Region segmentation data
_ _ _

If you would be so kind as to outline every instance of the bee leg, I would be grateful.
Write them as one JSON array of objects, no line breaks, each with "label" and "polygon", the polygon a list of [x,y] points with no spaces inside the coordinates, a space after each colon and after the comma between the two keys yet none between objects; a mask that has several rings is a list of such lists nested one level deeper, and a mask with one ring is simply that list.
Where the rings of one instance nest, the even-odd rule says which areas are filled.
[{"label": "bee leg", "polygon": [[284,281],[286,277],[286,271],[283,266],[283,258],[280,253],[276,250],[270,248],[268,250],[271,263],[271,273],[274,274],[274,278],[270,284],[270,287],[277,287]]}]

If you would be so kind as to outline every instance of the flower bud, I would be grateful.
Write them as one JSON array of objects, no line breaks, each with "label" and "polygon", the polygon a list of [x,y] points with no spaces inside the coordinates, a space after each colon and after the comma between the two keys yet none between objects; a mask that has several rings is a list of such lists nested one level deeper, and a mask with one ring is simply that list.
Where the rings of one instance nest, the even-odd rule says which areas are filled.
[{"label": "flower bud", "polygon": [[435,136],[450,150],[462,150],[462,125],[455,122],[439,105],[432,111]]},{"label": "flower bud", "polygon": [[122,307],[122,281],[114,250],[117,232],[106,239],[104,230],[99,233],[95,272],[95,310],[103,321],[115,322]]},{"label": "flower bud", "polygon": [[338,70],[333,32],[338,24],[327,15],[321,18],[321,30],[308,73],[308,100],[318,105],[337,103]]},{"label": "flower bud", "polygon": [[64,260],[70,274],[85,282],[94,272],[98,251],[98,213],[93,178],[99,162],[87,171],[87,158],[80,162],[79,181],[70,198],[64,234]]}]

_ _ _

▶ _WRITTEN TASK_: Convert the lines above into a two-column CSV with the header "text" and "answer," giving one row for each set of lines together with the answer that follows it. Put each value in a single quoted field and replace line breaks with spaces.

▶ _EXERCISE RESULT_:
text,answer
"If you would be so kind as to outline every instance of the bee leg, I would be grateful. Write them as one JSON array of objects, no line breaks, each with ""label"" and ""polygon"", the polygon a list of [x,y] points with no spaces inside the coordinates, a space after each colon and after the comma between the two keys yet none between objects; a mask that has several rings is a list of such lists nested one level deeper, and a mask with one ring is simply that list. Where the rings of one instance nest, the even-odd rule says which areas are filled.","[{""label"": ""bee leg"", ""polygon"": [[284,281],[286,277],[286,271],[283,266],[283,258],[280,253],[276,250],[270,248],[268,250],[271,263],[271,273],[274,274],[274,278],[270,284],[270,287],[277,287]]}]"
"If you would be so kind as to outline every instance of the flower bud, I would be grateful. Write them as one JSON array of objects, no line breaks, each with ""label"" and ""polygon"", the polygon a list of [x,y] points with no spaces inside the coordinates, a space after each colon and after the comma between the two keys yet none between objects; a mask that has several rings is a list of such lists nested one level deeper, and a mask with one ring is simply that list. Where the rings of one instance nest, the even-odd rule says which areas are filled.","[{""label"": ""flower bud"", ""polygon"": [[435,136],[450,150],[462,150],[462,125],[455,122],[439,105],[432,111]]},{""label"": ""flower bud"", ""polygon"": [[122,307],[122,281],[114,250],[117,232],[106,239],[104,230],[99,233],[95,272],[95,310],[103,321],[115,322]]},{""label"": ""flower bud"", ""polygon"": [[338,70],[333,32],[338,24],[327,15],[321,18],[321,30],[308,73],[308,100],[318,105],[337,103]]},{""label"": ""flower bud"", ""polygon"": [[64,260],[70,274],[85,282],[94,272],[98,251],[98,213],[93,178],[99,162],[87,171],[87,158],[80,162],[79,181],[70,198],[64,234]]}]"